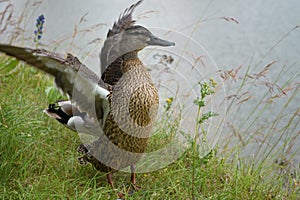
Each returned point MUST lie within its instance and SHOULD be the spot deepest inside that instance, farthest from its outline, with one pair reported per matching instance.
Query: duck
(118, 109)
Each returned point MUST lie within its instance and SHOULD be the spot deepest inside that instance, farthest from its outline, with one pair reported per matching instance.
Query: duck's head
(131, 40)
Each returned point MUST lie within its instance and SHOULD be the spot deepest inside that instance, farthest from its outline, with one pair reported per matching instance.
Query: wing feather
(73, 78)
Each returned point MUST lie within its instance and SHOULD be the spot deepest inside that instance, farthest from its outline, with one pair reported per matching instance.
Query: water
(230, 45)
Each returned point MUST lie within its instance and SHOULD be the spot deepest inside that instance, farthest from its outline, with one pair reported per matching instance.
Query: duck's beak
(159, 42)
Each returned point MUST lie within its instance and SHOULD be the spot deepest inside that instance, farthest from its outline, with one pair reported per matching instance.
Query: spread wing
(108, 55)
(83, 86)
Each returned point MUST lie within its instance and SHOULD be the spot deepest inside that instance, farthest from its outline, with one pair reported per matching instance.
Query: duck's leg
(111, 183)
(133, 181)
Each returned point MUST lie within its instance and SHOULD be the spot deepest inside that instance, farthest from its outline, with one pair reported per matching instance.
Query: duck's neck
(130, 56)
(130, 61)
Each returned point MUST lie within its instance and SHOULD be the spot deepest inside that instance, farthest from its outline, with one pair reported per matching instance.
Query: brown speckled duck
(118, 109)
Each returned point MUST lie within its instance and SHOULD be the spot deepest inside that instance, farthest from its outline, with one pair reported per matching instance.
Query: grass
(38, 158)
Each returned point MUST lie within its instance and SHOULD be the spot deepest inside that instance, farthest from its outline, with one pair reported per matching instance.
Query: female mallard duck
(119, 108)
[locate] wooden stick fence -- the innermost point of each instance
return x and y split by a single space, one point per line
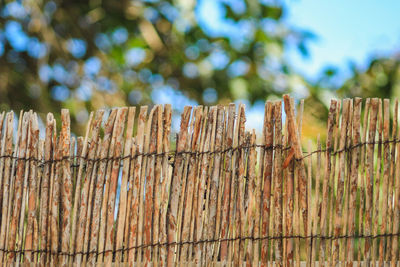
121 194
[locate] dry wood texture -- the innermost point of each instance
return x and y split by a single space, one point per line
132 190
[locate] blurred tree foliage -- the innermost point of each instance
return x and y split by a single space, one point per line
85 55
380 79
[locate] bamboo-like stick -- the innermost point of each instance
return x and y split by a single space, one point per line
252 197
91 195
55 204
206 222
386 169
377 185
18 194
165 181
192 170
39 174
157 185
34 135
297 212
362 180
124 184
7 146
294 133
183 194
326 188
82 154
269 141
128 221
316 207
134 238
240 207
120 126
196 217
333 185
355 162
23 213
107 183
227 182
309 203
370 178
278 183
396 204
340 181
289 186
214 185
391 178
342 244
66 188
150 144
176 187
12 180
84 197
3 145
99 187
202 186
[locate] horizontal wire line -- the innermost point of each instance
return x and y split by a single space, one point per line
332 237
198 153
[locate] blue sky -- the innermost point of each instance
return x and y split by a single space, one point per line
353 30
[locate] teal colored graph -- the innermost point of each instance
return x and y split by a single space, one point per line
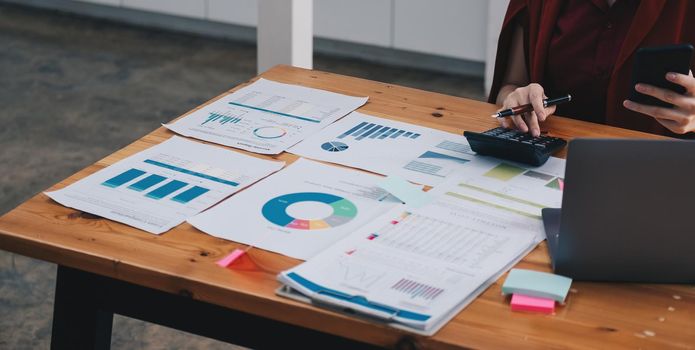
═══
Would you please copy every line in the data that contains the word "locate"?

[locate] wooden stick fence -- the innermost point of each instance
[locate] dry wood texture -- the innermost point of each instance
[locate] blurred tree foliage -- the innermost point of each instance
[locate] bamboo-like stick -- the innermost point of each instance
[locate] horizontal wire line -- the innermost point of each instance
[locate] blue sky -- the innermost point of each instance
[locate] teal colored graph -- the innermost point of each instance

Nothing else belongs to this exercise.